[Problem statement] Restate word for word the line with "Each returned point MUST lie on the matching stone wall" and all lines after it; please stop only at the end of the listing below.

[Given information]
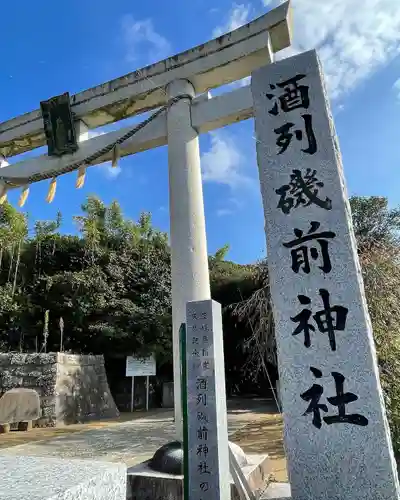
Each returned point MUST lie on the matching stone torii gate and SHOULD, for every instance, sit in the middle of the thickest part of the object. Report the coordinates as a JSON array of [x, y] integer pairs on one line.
[[337, 440], [187, 77]]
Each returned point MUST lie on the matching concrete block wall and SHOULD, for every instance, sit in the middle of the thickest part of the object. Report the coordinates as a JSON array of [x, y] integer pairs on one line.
[[72, 388]]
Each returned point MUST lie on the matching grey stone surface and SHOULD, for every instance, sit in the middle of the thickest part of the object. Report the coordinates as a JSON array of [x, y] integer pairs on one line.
[[146, 484], [208, 459], [19, 405], [326, 460], [128, 442], [72, 388], [279, 491], [32, 478]]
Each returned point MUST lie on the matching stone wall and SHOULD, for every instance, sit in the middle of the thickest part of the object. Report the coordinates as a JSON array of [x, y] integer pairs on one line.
[[72, 388]]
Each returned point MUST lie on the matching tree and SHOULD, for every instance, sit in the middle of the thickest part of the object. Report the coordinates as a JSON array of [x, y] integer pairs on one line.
[[111, 284], [220, 254]]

[Task response]
Each returned point MUST lie on the matching stone wall and SHOULD, for every instance, sit in the middle of the thickest part of the object. Report the coordinates as a JSON array of [x, y] integer pairs on one line.
[[72, 388]]
Each returned point MUST lie on the matching tree and SHOULD, for every instance, sit in the middle of the thickest part of the object. Report the coordinates as a JSON array of [x, y] integer pairs on one line.
[[111, 284], [220, 254]]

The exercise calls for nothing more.